[SELECTION]
---*---
Training tires Peggy out most efficiently. Fetch leaves her body tired, but her brain amped up.


----------



## Raindrops (Mar 24, 2019)

Social interaction with people and dogs tires Misha out the best. We also do games, sniff-n-walks, and bike together.


----------



## Vee (Mar 2, 2018)

Every day walks off the lead and retrieving. She loves the flirt pole, that really tires her out.


----------



## Michigan Gal (Jun 4, 2019)

When I had Magnum the standard poodle I also had one daughter, five nephews and two girls I babysat. I didn't really need to walk him, but I needed the exercise. I walked him on leash to the edge of town, then released him. He was able to stalk pheasant and rabbits. I trained him to stop and wait for me. He trained himself to find a shady spot before lying down and waiting.


----------



## LadyLucy (Jan 8, 2021)

We have a four year old female, just got a 10 week old male. She is a great role model, let’s him chase her around a lot. I walk them both daily for 45 minutes, we have fetch, tug of war and wrestle time late evening. The pup is 14 weeks now is gated in the kitchen, sleeps all night and no accidents as long as I get him up before he gets me up. I did the same evening routine with the female as a pup morning routine and a busy evening routine makes my life easy. Compared to some doodles I know, the Spoodle is easy.


----------
---*---
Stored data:
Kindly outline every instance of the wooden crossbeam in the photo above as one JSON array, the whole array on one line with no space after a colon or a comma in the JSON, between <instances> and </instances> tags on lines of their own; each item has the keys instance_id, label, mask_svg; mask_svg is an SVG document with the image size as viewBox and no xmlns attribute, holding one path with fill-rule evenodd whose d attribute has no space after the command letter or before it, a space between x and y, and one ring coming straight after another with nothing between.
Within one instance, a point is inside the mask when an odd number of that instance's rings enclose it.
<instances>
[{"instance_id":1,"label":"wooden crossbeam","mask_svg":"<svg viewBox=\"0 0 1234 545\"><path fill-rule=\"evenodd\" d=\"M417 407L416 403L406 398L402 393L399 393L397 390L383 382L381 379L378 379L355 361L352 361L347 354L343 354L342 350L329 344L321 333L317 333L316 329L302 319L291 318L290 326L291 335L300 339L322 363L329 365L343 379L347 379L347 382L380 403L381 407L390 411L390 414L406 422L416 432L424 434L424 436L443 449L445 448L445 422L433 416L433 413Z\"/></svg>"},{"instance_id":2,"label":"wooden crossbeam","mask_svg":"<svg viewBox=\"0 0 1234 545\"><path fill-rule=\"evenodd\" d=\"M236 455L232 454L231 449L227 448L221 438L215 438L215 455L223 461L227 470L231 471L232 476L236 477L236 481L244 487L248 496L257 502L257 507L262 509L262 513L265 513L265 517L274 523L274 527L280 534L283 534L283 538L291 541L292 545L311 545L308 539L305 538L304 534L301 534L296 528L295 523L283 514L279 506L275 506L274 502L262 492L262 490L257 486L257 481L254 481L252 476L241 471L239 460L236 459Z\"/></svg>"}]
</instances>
---*---
[WHAT TO DO]
In the dog exercise thread above, copy word for word everything from "When I had Magnum" down to "(Jan 8, 2021)".

[TASK ANSWER]
When I had Magnum the standard poodle I also had one daughter, five nephews and two girls I babysat. I didn't really need to walk him, but I needed the exercise. I walked him on leash to the edge of town, then released him. He was able to stalk pheasant and rabbits. I trained him to stop and wait for me. He trained himself to find a shady spot before lying down and waiting.


----------



## LadyLucy (Jan 8, 2021)